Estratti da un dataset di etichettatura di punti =
....................
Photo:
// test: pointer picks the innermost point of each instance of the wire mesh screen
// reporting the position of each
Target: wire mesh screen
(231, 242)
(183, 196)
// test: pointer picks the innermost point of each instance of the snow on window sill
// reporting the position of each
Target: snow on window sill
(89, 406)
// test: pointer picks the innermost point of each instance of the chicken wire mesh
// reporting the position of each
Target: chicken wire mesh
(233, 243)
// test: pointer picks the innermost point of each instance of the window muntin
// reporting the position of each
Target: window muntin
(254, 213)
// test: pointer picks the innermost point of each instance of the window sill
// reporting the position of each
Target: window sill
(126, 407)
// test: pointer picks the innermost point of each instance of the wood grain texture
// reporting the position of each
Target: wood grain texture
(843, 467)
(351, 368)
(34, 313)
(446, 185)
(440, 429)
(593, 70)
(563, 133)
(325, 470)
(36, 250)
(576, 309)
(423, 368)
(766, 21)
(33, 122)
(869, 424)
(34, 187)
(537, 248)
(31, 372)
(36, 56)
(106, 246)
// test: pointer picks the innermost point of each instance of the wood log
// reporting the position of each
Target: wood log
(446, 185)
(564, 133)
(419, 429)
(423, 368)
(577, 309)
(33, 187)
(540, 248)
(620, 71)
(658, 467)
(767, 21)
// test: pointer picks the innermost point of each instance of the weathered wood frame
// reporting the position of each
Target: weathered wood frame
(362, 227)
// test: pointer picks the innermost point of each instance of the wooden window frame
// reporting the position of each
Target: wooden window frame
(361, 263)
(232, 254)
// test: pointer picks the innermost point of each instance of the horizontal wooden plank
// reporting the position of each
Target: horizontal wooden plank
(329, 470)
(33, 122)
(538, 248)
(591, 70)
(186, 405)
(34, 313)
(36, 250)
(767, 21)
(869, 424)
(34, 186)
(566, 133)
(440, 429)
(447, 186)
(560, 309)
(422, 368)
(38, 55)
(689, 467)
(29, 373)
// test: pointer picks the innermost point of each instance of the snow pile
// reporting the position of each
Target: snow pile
....................
COMPITO DA SVOLGERE =
Puoi riscrivere tutte le righe dei dati, nessuna esclusa, a partire da quella che contiene "the window muntin" e fino alla fine dei dati, estremi compresi, aumentando di 150 ogni numero delle coordinate date come risposta?

SOLUZIONE DEL COMPITO =
// test: pointer picks the innermost point of each instance of the window muntin
// reporting the position of each
Target: window muntin
(404, 363)
// test: pointer picks the innermost point of each instance of the window sill
// reporting the position of each
Target: window sill
(276, 557)
// test: pointer picks the innermost point of each instance of the wood grain texture
// reporting the position of each
Target: wood grain texture
(993, 617)
(501, 518)
(184, 463)
(596, 335)
(590, 579)
(743, 220)
(713, 283)
(475, 620)
(186, 400)
(726, 459)
(573, 518)
(916, 171)
(183, 272)
(1019, 574)
(184, 337)
(687, 398)
(181, 522)
(186, 206)
(256, 396)
// test: pointer picks the innermost point of each instance of the wood log
// reporting the position of each
Target: wood log
(596, 335)
(714, 283)
(569, 579)
(573, 518)
(727, 459)
(183, 337)
(690, 398)
(770, 221)
(808, 617)
(917, 171)
// test: pointer picks the innermost point of each instance of the weathered wood frame
// reporting the position of each
Target: weathered wood frame
(512, 377)
// test: pointer picks the innermost point of each instance of the wooden window frame
// reporting the position of each
Target: wooden window frame
(511, 413)
(382, 404)
// test: pointer picks the innermost point of each instance of the horizontal wooden plank
// reporting the position of each
Target: horizontal wooden plank
(479, 620)
(183, 272)
(688, 398)
(741, 220)
(336, 555)
(184, 463)
(186, 400)
(917, 171)
(1019, 574)
(184, 336)
(716, 283)
(590, 579)
(597, 336)
(710, 459)
(572, 518)
(188, 205)
(839, 617)
(179, 523)
// test: pointer picks the innermost point of each instance of the snow pile
// reporting the position of each
Target: snow pile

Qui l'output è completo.